▶ _TEXT SHOWN_:

Compute the area for each pair of Avector and Bvector. If we know the co-ordinates then we find the area using determinant or use the formula 1/2*a*b*sin(th).
Also it is to be noted that if we have a valid pair that is collinear with another valid pair , a triangle is possible by reflecting the point across one of the axis.
HexagonalBattlefield
Problem Details
Used as: Division One - Level Two:
Value | 550 |
Submission Rate | 61 / 792 (7.70%) |
Success Rate | 45 / 61 (73.77%) |
High Score | wata for 466.89 points (12 mins 27 secs) |
Average Score | 262.42 (for 45 correct submissions) |
Hexagonal patterns and skewed coordinate axes initially may seem difficult to grasp, but fixing it takes just a slight twist that comes in useful whenever solving a problem in such a setting:
You might know that the general tiling problem is NP-complete.
Anyway, realize that trying all arrangements using brute force will time out. (You can quickly estimate that, for example, thinking about small 4 cell blocks: each can be arranged in two possible ways, and you can have lots of them in a maximum size test case.)
We need to think of an improvement. Let’s see about dynamic programming/memoization. Note that since each Vasyl’s hero occupies two neighboring cells, we can divide any valid arrangement by a jagged line passing along heroes’ borders so that, considering an x coordinate of x_d, cells belong to the left part iff the occupying hero lies partly or wholly at x < x_d. Identify a recurring subproblem as “how many ways there are to fill the space to the left of a given border”.
This needn’t be the only feasible way of dividing the field for the purpose of applying DP; it’s just arguably the most easily described one: one can encode such a state in a binary number (bit mask) using bit 1 if the cell belongs to the left part, 0 otherwise.
DP’s initial state is empty field, that is, border drawn at x_d = -2 and the mask is all zeros - there’s only one way to have that. The goal can be described as x_d = 3 (a dummy extra column) and all zeros mask.

▶ _RAW DATA_:

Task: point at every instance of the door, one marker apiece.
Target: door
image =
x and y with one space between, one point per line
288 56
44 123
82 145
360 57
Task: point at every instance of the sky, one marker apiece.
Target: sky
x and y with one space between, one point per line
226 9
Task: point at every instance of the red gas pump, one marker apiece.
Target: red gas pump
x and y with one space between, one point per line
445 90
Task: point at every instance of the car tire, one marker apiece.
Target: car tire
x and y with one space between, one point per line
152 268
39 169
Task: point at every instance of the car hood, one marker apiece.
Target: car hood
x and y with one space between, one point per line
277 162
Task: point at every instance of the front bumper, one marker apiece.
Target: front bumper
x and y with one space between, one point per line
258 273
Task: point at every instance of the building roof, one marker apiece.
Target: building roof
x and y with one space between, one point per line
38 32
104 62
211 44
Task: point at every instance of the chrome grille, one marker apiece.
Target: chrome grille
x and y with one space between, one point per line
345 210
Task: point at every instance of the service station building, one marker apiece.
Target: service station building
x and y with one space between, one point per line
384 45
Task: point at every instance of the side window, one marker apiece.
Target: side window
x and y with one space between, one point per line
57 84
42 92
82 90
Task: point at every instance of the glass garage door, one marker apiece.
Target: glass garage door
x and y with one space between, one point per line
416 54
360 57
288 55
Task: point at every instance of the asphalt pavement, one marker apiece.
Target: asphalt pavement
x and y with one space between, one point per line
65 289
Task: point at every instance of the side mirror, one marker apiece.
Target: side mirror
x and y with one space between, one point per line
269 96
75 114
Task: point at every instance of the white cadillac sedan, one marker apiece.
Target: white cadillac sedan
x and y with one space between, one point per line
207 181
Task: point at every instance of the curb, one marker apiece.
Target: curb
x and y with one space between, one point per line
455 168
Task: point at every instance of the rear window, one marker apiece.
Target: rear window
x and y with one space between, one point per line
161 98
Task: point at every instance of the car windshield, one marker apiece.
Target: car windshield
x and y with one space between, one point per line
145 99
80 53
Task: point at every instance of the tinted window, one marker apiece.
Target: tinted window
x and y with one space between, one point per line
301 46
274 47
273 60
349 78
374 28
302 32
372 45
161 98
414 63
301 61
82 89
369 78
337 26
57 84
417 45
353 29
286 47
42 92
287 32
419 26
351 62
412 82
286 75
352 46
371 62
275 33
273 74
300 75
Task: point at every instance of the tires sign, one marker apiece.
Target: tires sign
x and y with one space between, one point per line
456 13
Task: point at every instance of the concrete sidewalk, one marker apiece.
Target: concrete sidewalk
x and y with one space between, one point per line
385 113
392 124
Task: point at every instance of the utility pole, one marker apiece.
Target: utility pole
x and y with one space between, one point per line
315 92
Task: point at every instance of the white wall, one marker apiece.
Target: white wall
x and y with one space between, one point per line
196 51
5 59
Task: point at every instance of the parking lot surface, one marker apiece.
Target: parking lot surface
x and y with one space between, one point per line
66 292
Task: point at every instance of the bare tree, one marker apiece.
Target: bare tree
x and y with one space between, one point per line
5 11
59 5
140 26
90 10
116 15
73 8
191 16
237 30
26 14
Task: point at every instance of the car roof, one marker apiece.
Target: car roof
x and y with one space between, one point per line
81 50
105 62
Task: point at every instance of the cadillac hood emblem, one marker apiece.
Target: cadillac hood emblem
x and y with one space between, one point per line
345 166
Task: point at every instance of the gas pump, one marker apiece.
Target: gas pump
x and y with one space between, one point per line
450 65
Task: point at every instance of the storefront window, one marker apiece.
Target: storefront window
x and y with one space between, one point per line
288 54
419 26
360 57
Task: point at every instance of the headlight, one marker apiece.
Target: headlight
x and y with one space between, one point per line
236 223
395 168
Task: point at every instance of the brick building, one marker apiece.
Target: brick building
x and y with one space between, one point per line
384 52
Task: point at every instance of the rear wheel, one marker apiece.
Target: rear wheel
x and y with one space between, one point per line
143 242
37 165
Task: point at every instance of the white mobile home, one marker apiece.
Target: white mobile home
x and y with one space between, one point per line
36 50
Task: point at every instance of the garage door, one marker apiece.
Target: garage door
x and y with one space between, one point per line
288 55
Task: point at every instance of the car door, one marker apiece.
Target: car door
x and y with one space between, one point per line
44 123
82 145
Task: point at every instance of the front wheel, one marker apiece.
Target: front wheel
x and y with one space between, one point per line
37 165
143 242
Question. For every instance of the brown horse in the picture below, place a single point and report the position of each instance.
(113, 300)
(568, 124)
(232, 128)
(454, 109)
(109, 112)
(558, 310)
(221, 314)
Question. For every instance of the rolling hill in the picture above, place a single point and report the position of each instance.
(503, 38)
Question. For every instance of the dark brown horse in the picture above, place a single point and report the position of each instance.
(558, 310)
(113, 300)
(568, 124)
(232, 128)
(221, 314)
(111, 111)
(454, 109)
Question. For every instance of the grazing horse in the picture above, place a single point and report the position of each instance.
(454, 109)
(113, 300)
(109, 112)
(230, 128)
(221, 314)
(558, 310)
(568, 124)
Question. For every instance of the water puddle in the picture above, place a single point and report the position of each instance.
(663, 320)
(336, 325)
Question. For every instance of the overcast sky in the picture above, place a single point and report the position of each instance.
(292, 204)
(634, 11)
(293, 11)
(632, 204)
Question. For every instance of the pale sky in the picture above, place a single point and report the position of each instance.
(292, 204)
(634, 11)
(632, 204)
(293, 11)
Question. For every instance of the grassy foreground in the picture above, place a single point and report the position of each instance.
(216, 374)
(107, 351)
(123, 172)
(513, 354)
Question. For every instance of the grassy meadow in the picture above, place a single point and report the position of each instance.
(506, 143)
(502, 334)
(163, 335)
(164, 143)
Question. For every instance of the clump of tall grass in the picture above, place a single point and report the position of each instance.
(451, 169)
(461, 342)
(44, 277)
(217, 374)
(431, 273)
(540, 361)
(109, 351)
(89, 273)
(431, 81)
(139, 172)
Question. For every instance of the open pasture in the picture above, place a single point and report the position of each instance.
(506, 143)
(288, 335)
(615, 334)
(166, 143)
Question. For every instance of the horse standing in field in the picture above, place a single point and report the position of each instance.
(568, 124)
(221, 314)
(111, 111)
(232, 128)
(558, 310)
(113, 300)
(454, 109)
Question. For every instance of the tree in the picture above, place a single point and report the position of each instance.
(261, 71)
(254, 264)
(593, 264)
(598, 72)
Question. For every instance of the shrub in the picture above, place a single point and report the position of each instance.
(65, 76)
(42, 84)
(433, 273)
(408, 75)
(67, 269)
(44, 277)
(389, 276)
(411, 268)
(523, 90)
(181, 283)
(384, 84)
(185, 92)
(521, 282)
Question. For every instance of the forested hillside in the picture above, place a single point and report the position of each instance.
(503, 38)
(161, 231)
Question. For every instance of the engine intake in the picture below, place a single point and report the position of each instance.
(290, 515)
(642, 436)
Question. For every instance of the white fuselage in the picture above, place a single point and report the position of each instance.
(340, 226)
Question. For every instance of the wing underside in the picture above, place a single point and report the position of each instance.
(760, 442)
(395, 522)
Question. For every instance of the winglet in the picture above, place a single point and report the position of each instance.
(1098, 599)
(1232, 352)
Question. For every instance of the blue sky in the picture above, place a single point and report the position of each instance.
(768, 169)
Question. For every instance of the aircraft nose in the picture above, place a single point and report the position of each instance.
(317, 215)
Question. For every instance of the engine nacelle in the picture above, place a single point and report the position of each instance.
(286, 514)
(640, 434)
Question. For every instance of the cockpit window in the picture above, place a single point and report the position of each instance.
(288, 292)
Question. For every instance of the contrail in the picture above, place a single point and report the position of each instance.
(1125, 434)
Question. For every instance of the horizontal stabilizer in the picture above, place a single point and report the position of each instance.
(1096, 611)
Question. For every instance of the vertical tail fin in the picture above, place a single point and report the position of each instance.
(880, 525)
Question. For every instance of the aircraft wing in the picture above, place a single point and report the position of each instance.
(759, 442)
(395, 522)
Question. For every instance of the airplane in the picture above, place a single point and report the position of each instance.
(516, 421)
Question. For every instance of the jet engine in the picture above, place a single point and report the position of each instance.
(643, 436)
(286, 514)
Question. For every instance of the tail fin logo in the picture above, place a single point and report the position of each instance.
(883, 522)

▶ _APPLY WHAT YOU READ_:
1) Using the editorial text, decide whether each statement agrees with it and quote the words that settle it: (a) the 550-point problem had 61 submissions out of 792; (b) trying all arrangements by brute force will finish in time; (c) the goal state of the dynamic programming has x_d = -2.
2) Please write out the stretch of the editorial text from "We need to think" through "part, 0 otherwise.", word for word.

▶ _LIST OF ANSWERS_:
1)
(a) Yes: "61 / 792 (7.70%)"
(b) No: "trying all arrangements using brute force will time out"
(c) No: "The goal can be described as x_d = 3 (a dummy extra column) and all zeros mask."

2)
We need to think of an improvement. Let’s see about dynamic programming/memoization. Note that since each Vasyl’s hero occupies two neighboring cells, we can divide any valid arrangement by a jagged line passing along heroes’ borders so that, considering an x coordinate of x_d, cells belong to the left part iff the occupying hero lies partly or wholly at x < x_d. Identify a recurring subproblem as “how many ways there are to fill the space to the left of a given border”.
This needn’t be the only feasible way of dividing the field for the purpose of applying DP; it’s just arguably the most easily described one: one can encode such a state in a binary number (bit mask) using bit 1 if the cell belongs to the left part, 0 otherwise.